▼

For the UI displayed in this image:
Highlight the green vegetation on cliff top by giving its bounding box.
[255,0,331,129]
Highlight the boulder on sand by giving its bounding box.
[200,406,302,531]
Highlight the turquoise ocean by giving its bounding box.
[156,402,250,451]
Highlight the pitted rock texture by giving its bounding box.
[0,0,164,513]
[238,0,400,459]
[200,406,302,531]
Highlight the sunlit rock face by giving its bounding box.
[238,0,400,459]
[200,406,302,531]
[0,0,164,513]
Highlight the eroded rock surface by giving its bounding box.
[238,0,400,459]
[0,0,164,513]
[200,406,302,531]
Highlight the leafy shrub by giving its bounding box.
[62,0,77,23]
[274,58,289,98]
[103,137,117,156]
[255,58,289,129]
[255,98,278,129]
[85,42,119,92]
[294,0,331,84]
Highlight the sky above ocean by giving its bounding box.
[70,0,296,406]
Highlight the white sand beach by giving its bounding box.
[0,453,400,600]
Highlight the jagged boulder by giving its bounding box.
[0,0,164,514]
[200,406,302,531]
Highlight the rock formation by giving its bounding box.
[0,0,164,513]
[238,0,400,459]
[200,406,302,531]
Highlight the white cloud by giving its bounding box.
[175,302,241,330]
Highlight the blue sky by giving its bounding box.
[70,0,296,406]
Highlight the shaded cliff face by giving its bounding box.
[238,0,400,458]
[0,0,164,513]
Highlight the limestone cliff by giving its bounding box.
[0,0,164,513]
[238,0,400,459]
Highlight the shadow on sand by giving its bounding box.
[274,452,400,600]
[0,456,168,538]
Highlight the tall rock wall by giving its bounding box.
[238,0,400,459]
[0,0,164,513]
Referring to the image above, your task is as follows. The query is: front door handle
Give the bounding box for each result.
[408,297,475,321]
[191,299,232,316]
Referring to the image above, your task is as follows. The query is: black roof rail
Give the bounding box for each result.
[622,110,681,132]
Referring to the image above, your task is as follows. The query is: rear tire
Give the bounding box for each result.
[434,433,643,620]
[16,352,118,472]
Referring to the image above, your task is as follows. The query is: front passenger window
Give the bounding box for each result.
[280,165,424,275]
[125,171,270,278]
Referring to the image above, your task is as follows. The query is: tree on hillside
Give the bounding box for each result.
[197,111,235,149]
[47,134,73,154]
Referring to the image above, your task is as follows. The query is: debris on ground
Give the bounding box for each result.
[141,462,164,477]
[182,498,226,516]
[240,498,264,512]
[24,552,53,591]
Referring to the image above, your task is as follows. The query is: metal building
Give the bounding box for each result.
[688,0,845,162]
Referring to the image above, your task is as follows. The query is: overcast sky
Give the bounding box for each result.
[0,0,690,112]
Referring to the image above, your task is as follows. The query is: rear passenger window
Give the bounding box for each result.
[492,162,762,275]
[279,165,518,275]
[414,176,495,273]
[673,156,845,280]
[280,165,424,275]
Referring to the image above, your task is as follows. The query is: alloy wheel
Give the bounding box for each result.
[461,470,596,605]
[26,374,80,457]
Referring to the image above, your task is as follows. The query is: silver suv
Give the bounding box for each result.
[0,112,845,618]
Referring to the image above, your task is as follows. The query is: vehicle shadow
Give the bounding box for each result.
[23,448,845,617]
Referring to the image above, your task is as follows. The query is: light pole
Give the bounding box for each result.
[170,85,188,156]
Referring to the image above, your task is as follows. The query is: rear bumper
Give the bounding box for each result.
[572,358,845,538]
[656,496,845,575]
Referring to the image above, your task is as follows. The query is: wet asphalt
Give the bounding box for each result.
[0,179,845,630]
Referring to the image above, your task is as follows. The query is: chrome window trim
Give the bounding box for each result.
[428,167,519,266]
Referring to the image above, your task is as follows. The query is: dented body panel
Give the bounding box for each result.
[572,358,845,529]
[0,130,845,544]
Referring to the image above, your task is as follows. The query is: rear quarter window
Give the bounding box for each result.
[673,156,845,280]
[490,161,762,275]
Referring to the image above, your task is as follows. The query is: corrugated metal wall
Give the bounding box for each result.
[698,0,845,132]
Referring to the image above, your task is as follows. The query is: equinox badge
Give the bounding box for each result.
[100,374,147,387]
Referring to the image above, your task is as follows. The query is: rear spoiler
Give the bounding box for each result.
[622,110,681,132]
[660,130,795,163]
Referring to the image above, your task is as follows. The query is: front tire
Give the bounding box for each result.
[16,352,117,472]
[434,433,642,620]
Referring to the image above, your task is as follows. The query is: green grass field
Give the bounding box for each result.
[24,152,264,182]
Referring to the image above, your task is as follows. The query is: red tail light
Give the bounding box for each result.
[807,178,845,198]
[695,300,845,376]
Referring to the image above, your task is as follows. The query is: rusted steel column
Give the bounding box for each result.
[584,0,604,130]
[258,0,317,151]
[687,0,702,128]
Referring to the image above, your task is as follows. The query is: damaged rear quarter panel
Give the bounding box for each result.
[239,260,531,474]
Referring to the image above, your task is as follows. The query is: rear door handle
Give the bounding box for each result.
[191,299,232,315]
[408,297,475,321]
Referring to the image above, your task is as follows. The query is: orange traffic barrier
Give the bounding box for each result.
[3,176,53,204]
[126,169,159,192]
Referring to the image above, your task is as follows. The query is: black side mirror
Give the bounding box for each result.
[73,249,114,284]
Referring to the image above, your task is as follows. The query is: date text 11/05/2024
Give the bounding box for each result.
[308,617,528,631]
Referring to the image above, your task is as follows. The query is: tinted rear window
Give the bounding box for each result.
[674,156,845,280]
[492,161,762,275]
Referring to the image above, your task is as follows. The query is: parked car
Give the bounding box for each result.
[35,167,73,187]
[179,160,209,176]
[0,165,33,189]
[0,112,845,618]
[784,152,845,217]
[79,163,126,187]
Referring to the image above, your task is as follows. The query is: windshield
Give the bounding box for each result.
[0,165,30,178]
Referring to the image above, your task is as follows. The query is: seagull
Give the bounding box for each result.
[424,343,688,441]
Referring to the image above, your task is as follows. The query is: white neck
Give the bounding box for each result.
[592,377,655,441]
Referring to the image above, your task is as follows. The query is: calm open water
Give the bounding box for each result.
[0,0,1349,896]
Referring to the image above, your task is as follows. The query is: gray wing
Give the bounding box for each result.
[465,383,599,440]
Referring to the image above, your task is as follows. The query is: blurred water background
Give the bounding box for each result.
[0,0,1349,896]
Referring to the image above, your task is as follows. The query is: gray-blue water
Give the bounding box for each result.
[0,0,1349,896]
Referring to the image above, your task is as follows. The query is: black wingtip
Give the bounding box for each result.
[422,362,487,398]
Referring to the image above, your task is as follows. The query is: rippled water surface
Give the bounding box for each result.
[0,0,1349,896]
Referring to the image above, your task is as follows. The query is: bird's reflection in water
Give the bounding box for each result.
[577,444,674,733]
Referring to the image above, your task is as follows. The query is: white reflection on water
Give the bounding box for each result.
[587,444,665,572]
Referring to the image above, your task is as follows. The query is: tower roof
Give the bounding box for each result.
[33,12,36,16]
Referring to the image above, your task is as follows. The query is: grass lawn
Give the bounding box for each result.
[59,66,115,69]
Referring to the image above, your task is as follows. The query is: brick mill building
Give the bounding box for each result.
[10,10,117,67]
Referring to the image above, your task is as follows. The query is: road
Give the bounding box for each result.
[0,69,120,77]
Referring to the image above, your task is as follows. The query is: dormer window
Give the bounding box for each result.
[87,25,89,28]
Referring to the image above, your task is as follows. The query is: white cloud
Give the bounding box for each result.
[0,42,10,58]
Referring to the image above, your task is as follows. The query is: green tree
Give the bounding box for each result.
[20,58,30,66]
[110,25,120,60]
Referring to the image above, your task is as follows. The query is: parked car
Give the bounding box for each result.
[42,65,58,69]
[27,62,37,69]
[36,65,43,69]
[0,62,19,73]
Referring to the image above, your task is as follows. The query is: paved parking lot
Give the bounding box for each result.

▲

# TASK TO COMPLETE
Copy out every line of the data above word for word, in the same order.

# WRITTEN RESPONSE
For the UI displayed in this image:
Highlight the green vegetation on cliff top by giving its bounding box.
[255,0,331,129]
Highlight the boulder on sand by giving its bounding box.
[200,406,302,531]
Highlight the turquoise ocean by giving its bounding box.
[156,402,250,451]
Highlight the pitted rock texture by giving its bounding box.
[0,0,164,513]
[238,0,400,459]
[200,406,302,531]
Highlight the sunlit rock face by giving its bounding box.
[238,0,400,459]
[200,406,302,531]
[0,0,164,513]
Highlight the eroded rock surface by giving its bounding box.
[238,0,400,459]
[0,0,164,513]
[200,406,302,531]
Highlight the leafy shrub by giving its bounding box.
[62,0,77,23]
[274,58,289,98]
[103,137,117,156]
[255,58,289,129]
[255,98,278,129]
[85,42,119,92]
[294,0,331,84]
Highlight the sky above ocean by giving its bounding box.
[70,0,296,406]
Highlight the white sand beach by giving its bounding box.
[0,453,400,600]
Highlight the jagged boulder by giving its bounding box.
[0,0,164,514]
[200,406,302,531]
Highlight the rock formation by giving its bounding box.
[0,0,164,513]
[238,0,400,459]
[200,406,302,531]
Highlight the white cloud by giving its bounding box.
[175,302,241,330]
Highlight the blue sky by giving its bounding box.
[70,0,296,406]
Highlight the shaded cliff face by giving its bounding box.
[238,0,400,458]
[0,0,164,513]
Highlight the limestone cliff by giving its bounding box.
[0,0,164,513]
[238,0,400,459]
Highlight the shadow on sand by giving its bounding box.
[274,452,400,600]
[0,456,168,538]
Highlight the tall rock wall by giving its bounding box.
[238,0,400,459]
[0,0,164,513]
Referring to the image above, your task is as follows. The query is: front door handle
Give the bounding box for each result.
[408,297,475,321]
[191,299,232,316]
Referring to the image above, your task is as follows. The query is: black roof rail
Give the bounding box for each result.
[622,110,681,132]
Referring to the image above, your task is as follows. The query is: rear tire
Give the bounding box for each result.
[434,433,643,620]
[16,352,118,472]
Referring to the image above, your task is as follows. The query is: front passenger window
Give the bounding box for each result.
[280,165,424,275]
[125,171,270,278]
Referring to the image above, your task is as follows. The query is: tree on hillside
Give the bounding box for each result.
[197,111,235,149]
[47,134,73,154]
Referring to the image above, your task is as follows. The query is: debris on ground
Give the bounding box for each result.
[141,462,164,477]
[182,498,226,516]
[240,498,264,512]
[24,552,53,591]
Referring to the image above, your task is as follows. The query is: metal building
Give the bounding box for each result.
[688,0,845,162]
Referring to the image above, your task is as follows. The query is: overcast sky
Give the bounding box for each result.
[0,0,690,112]
Referring to the image above, your task is as follows. The query is: rear passenger window
Give the bounding box for each result.
[492,162,762,275]
[279,165,518,275]
[414,176,495,273]
[673,156,845,280]
[280,165,424,275]
Referring to the image above, your task is as follows. The query is: alloy wheel
Give the bounding box for each result.
[461,470,596,605]
[26,374,80,457]
Referring to the image above, your task is as follows. The query is: silver suv
Give the bounding box for each result.
[0,112,845,618]
Referring to the image above, your task is as follows. The query is: vehicle shadow
Give the bounding box for each result.
[23,448,845,617]
Referring to the image above, your task is as follows. The query is: light pole
Give the bounding box for each result.
[170,85,188,156]
Referring to the image above, your task is as follows. The query is: rear bumper
Give the bounding box for each result.
[572,358,845,538]
[656,496,845,575]
Referring to the image above, your task is as follows. The query is: wet asphalt
Give the bounding box for each result.
[0,179,845,630]
Referring to the image above, your task is as follows. The query is: chrome window trim
Give the bounding box for each result.
[428,167,519,266]
Referring to the image above, your task is as follows. The query is: dented body panel
Give the bounding box for each result.
[572,358,845,529]
[0,130,845,544]
Referring to the image above, your task is as follows. The query is: rear quarter window
Give the bounding box for each result.
[673,156,845,280]
[490,161,762,275]
Referring to the image above, your task is as follows. The query is: corrugated metal wall
Give the bounding box for each result.
[698,0,845,132]
Referring to the image above, your task is as follows. The query is: equinox badge
Give the bounding box for each result.
[100,374,147,387]
Referring to the image above, your task is as follows. The query is: rear spoiler
Give the bounding box for each result.
[622,110,681,132]
[660,130,795,163]
Referring to the image above, your task is as follows. The query is: front tire
Give the bounding box for each result.
[16,352,117,472]
[434,433,642,620]
Referring to the image above, your task is as follows. The query is: green grass field
Give the bounding box for each result.
[24,152,264,182]
Referring to the image above, your task is as follows. The query is: red tail light
Give the bounding box for each result.
[807,178,845,198]
[695,300,845,376]
Referring to the image above, your task is as follows. The query is: rusted steel column
Give the bounding box for each result.
[584,0,604,130]
[258,0,317,151]
[687,0,702,128]
Referring to the image above, your task is as follows. The query is: damaged rear quarter panel
Give the bounding box for each result.
[239,260,531,474]
Referring to the image above, your task is as follows. The query is: rear door handle
Give the bounding box for each result.
[191,299,232,315]
[408,297,475,321]
Referring to the image above, your task is as follows. The query is: orange traffic barrier
Give the bounding box for each result.
[3,176,53,204]
[126,169,159,192]
Referring to the image above, your task is as follows. The query is: black side mirror
Give the bounding box for each result.
[73,249,114,284]
Referring to the image above, your task is as follows. The query is: date text 11/05/2024
Give the bounding box for each result.
[308,617,528,631]
Referring to the image above, your task is as follows. The query is: tinted rear window
Give the bounding box for each result.
[674,156,845,280]
[492,161,762,275]
Referring to the image above, your task is as follows. The query is: parked car
Give the bounding box for each result.
[35,167,73,187]
[179,160,209,176]
[0,165,33,189]
[0,112,845,618]
[784,152,845,217]
[79,163,126,187]
Referring to the image above, your task is as follows. The query is: windshield
Give the bounding box for each result.
[0,165,30,178]
Referring to the image above, your task is as follows. The query is: seagull
Give the bounding box for each result.
[424,343,688,441]
Referring to the image above, your task is as follows. The query is: white neck
Give the bounding box for each result.
[592,377,655,441]
Referring to the image above, your task is as follows. The query is: calm open water
Give the bounding box for each result.
[0,0,1349,896]
Referring to the image above, your task is as follows. The query is: gray wing
Give the bounding box for each result.
[465,383,599,440]
Referring to the image above, your task is as follows. The query is: blurred water background
Give the bounding box for each result.
[0,0,1349,896]
Referring to the image above, your task is as follows. The query is: gray-blue water
Give the bounding box for each result.
[0,0,1349,896]
Referring to the image above, your task is as follows. The query is: black wingtip
Give the bounding box for each result.
[422,362,487,398]
Referring to the image above, your task is as follows. The query is: rippled water surface
Give the bounding box for each result.
[0,0,1349,896]
Referring to the image above, your task is as follows. The query is: bird's reflection in water
Give the bounding box for each result.
[577,444,674,733]
Referring to the image above, your task is as follows. The query is: white reflection on water
Give the bounding box for each result.
[587,444,665,572]
Referring to the image above, your task is as follows. The query is: tower roof
Give the bounding box for each result.
[33,12,36,16]
Referring to the image above, your task is as follows. The query is: grass lawn
Give the bounding box for each result.
[59,66,115,69]
Referring to the image above, your task is as follows. The query is: brick mill building
Give the bounding box for each result.
[10,10,117,67]
Referring to the image above, your task is as follows. The query is: road
Give the bounding box for each result.
[0,69,120,77]
Referring to the image above, your task is as follows. The query is: dormer window
Give the bounding box for each result.
[87,25,89,28]
Referring to the image above, your task is as follows. The query is: white cloud
Give the bounding box for each result.
[0,42,10,58]
Referring to the image above, your task is as follows. The query is: green tree
Give the bounding box for each result.
[20,58,30,66]
[110,25,120,60]
Referring to the image above, your task is as follows. The query is: parked car
Give the bounding box for each result.
[42,65,58,69]
[27,62,37,69]
[36,65,43,69]
[0,62,19,73]
Referring to the image above, your task is as follows. The query is: paved parking lot
Give the bounding box for each result.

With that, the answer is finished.